* [SOURCE DOCUMENT]
Back in 2007, I was leading Stanford Research Institute’s venture division, and we began conceiving of a venture that would become known as Siri. The greatest force against us wasn’t a competitor or lack of funds. Rather, it was the force of conventional wisdom, causing us to question ourselves and our opportunity. Here’s a brief part of the story.
Our vision that led to Siri can be traced to 2003 when we recognized that the smartphone was going to create a market and technological revolution and that SRI was well suited to take leadership of this revolution as it had in every past computing revolution. We believed that the smartphone’s computing and communications capabilities would effectively be supercomputers in your pocket, and be far more ubiquitous and capable of communication.
We formed a team to develop market concepts and value propositions to help seize this opportunity. We named the team Vanguard, to remind us of our goal to be on the vanguard of this revolution. The team was led by myself and Bill Mark, president of the information and computing sciences division. Other members included Adam Cheyer, Pat Lincoln, Doug Bercow, and Jim Arnold, who all served as directors.
Many of the core ideas of Siri that the Vanguard team developed were articulated in a 2004 article for the Red Herring Newsletter titled “The Quiet Boom,” in which I described the need for intelligence in the mobile phone:
"An experience as simple as buying a ticket to a ballgame and making a restaurant reservation can take dozens of keystrokes and many minutes. Instead, users must be able to easily ask for what they want, just as they might ask a real person. We’re now seeing software agents—lightweight programs designed to perform tasks autonomously and securely—reach the level of commercialization. They can now act as “intelligent assistants” for many requests. The user can specify a request and agents will break down the tasks and reliably perform them."

* [JOB]
Using the account of how Siri began, answer these:
(a) In what year can the vision that led to Siri be traced?
(b) Why was the team named Vanguard?
(c) What was the title of the 2004 Red Herring Newsletter article?

* [SUPPLIED MATERIAL]

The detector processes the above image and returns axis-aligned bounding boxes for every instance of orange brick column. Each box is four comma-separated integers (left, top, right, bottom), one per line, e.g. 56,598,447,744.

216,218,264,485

* [THE OUTPUT]
(a) 2003
(b) To remind the team of its goal to be on the vanguard of the smartphone revolution.
(c) "The Quiet Boom"